▼

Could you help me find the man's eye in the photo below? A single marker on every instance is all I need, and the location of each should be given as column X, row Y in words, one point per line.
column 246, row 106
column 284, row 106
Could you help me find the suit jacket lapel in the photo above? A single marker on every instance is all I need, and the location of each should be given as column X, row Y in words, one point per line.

▲
▼

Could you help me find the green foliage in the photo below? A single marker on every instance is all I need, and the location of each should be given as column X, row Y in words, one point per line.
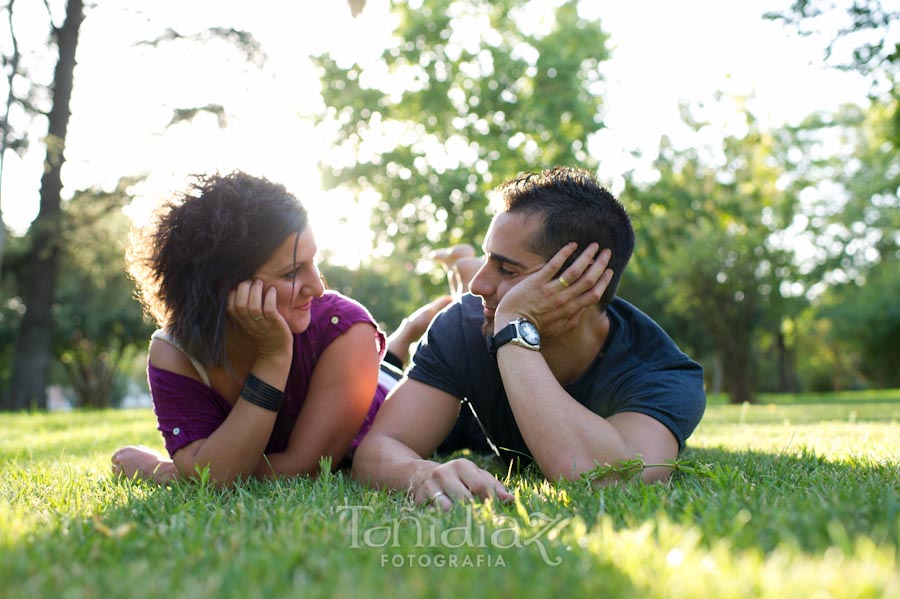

▲
▼

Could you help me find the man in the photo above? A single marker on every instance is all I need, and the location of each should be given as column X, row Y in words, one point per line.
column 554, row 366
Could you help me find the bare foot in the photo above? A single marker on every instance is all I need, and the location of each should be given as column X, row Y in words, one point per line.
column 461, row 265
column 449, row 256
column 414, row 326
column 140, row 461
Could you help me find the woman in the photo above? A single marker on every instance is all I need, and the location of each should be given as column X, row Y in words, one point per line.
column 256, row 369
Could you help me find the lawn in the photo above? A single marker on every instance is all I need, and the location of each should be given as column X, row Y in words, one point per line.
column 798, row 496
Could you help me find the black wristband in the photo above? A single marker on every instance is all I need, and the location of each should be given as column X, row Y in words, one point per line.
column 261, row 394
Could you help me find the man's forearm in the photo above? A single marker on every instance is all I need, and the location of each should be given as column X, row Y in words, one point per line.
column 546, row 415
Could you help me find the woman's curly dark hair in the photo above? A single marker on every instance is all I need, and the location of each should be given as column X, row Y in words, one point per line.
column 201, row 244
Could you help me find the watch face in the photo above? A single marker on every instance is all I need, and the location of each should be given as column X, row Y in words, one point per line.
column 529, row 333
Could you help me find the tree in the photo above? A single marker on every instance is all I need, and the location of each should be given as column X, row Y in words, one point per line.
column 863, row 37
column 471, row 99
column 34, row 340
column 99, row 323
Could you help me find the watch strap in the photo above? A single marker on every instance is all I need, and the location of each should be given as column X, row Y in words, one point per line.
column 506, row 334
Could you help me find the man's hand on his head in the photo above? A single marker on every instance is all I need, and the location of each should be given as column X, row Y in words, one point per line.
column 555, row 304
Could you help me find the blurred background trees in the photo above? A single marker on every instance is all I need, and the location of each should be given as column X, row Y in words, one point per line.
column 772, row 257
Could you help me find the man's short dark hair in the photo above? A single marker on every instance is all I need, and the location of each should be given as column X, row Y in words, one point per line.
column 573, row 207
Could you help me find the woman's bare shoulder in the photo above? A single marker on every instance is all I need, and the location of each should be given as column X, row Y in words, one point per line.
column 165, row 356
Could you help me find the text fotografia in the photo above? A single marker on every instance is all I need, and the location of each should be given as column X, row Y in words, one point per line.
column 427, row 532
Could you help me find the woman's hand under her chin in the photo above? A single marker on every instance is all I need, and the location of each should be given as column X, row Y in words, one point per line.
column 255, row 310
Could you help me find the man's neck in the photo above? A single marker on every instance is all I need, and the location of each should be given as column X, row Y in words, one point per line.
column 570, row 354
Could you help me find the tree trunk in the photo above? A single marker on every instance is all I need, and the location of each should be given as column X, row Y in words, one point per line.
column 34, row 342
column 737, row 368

▲

> [What is expected] From the material above, set down exactly the lines between the line holding "Could you help me find the man's eye" and the line holding "Could you help me find the suit", inclusive. Include nothing else.

> [Response box]
Could you help me find the man's eye in the photo below? A single marker on every instance is all I need, and the location of each should be given as column X, row Y in words, one point per line.
column 246, row 106
column 284, row 106
Could you help me find the suit jacket lapel in the photo above? A single marker on every instance is all I need, and the location of each should be given as column X, row Y in words, one point per line.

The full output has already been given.